# Start of DATA EXCERPTS

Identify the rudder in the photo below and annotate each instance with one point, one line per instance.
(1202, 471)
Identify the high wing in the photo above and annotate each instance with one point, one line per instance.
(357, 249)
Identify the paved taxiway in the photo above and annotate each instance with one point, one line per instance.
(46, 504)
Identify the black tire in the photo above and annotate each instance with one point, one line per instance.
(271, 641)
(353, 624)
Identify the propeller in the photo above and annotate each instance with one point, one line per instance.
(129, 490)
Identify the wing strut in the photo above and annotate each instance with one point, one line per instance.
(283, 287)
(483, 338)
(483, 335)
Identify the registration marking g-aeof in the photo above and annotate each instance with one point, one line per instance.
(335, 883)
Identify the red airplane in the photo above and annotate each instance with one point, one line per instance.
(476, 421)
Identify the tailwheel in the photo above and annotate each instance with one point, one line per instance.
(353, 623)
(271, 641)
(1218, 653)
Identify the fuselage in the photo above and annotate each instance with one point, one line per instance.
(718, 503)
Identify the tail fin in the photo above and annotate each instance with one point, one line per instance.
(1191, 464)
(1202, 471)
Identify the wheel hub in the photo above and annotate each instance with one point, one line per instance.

# End of DATA EXCERPTS

## EXERCISE DETAILS
Rewrite all of the items above, swapping "Identify" for "Locate" wherever it occurs and leaving everything else unchanged.

## THE RESULT
Locate the rudder in the photo below and annotate each instance with one point, one line per instance.
(1202, 471)
Locate the high wing in the photo above and annotate each instance with one point, one line per instance.
(357, 249)
Locate the paved taxiway in the photo above and annotate each instance with one point, one line per instance.
(46, 504)
Locate the black tire in the photo above and annotate each instance with one point, one line per instance.
(271, 641)
(353, 624)
Locate the propeller in the photo above and annotate each instance with one point, one line per instance.
(129, 490)
Locate the wing strut in the photo above and annotate each instance with one point, one line per instance.
(283, 287)
(483, 338)
(483, 335)
Locate the registration marking g-aeof in the photo above and annotate each instance with one point, one line per instance.
(335, 883)
Locate the red airplane in the photo above and annotate each instance with one point, one line per instance.
(476, 421)
Locate the tailwheel in the photo above and annotate each instance with one point, one line per instance.
(353, 623)
(271, 641)
(1218, 653)
Locate the fuselage in the photo above and annotate each instance with one point, one line per instance.
(718, 503)
Locate the tail fin in the photo above and annotate each instance with one point, one line per instance.
(1191, 464)
(1202, 471)
Locate the wheel hub in the photo above and annotate each instance with one point, one line per instance.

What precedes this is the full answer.